> Task details
Set down the entries once more, exactly as given.

> Records contained in a dataset
────────

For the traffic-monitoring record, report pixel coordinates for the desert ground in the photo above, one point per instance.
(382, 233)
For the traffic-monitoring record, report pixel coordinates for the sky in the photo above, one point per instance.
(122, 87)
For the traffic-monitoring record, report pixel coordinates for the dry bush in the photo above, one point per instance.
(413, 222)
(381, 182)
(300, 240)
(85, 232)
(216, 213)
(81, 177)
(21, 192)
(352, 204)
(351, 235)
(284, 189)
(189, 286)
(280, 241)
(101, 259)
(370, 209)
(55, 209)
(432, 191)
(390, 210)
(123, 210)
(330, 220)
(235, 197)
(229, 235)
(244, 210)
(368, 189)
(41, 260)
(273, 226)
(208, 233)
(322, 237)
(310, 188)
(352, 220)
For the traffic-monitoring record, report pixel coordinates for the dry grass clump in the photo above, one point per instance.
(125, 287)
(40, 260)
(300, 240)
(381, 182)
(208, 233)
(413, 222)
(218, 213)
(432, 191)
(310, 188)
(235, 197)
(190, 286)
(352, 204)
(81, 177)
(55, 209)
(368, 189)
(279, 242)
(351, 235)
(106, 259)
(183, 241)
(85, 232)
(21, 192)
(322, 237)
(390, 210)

────────

> Written reply
For the traffic-monitoring record, report pixel coordinates for the desert ground in the photo above, one point per instance.
(382, 233)
For the traffic-monitoring record, report pixel coordinates for the sky in the photo above, one point per instance.
(122, 87)
For the traffic-monitoring record, report pixel coordinates for the dry bush in the photo above, one point per instance.
(413, 222)
(381, 182)
(300, 240)
(85, 232)
(216, 213)
(81, 177)
(21, 192)
(352, 204)
(351, 235)
(284, 189)
(189, 286)
(280, 241)
(101, 259)
(370, 209)
(55, 209)
(432, 191)
(390, 210)
(123, 210)
(330, 220)
(235, 197)
(229, 235)
(244, 210)
(368, 189)
(41, 260)
(273, 226)
(208, 233)
(322, 237)
(310, 188)
(352, 220)
For the traffic-monitoring record, report pixel coordinates for the dry grass clump in the photo above, one point per instance.
(125, 287)
(40, 260)
(300, 240)
(381, 182)
(208, 233)
(413, 222)
(218, 213)
(432, 191)
(310, 188)
(235, 197)
(190, 286)
(352, 204)
(81, 177)
(55, 209)
(368, 189)
(279, 242)
(351, 235)
(106, 259)
(183, 241)
(85, 232)
(21, 192)
(322, 237)
(390, 210)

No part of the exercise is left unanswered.